╭─ PASSAGE PROVIDED

[Compiler] 15. Loop Optimization and Code Motion

Overview

Most of a program's execution time is spent in loops. Therefore, optimizing loops is the most effective way to improve overall program performance. In this article, we systematically examine techniques for identifying and optimizing loops.

1. Dominators

1.1 Definition

In a flow graph, node d dominates node n = every path from the entry point to n passes through d.

This is denoted as d dom n.

Properties:

Every node dominates itself (reflexive)
If d dom n and n dom d then d = n (antisymmetric)
If d dom n and n dom p then d dom p (transitive)

1.2 Dominator Tree

A tree representation of the dominator relation. Each node's parent is its immediate dominator.

// Flow graph:
//   1 -> 2 -> 3 -> 4
//        |    ^    |
//        v    |    v
//        5 ---+    6
//                  |
//                  v
//                  7

// Dominator tree:
//        1
//        |
//        2
//      / | \
//     3  5  6
//     |     |
//     4     7
//
// Interpretation: 1 dom all nodes
//                 2 dom 3,4,5,6,7
//                 3 dom 4
//                 6 dom 7

1.3 Dominator Computation Algorithm

Dominators are computed using an iterative algorithm:

Algorithm: Dominator Computation

Initialization:
  DOM[entry] = {entry}
  DOM[n] = set of all nodes (n != entry)

╰─

LIST OF TASKS —
1) Can you copy the loop optimization article word for word, taking everything from "Dominators are computed" down to "(n != entry)"?
2) Does the loop optimization article support each of these statements? Answer yes or no for each, quoting the words that settle it. (a) A node dominates itself. (b) Dominators are computed with a recursive algorithm. (c) In a dominator tree, each node's parent is its immediate dominator.
The rows that come next have nothing to do with the loop optimization article.

╭─ ENTRIES

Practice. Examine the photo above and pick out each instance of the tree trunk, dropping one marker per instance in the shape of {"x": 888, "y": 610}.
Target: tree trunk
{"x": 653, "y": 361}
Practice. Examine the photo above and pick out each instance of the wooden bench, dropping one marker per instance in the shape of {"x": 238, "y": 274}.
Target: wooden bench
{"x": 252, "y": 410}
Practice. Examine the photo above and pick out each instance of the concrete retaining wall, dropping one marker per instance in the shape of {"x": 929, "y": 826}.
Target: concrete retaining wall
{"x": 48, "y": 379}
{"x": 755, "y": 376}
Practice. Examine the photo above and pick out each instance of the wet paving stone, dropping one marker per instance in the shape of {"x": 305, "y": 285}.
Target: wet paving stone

╰─

FULL ANSWERS —
1)
Dominators are computed using an iterative algorithm:

Algorithm: Dominator Computation

Initialization:
  DOM[entry] = {entry}
  DOM[n] = set of all nodes (n != entry)

2)
(a) Yes: "Every node dominates itself (reflexive)"
(b) No: "Dominators are computed using an iterative algorithm"
(c) Yes: "Each node's parent is its immediate dominator."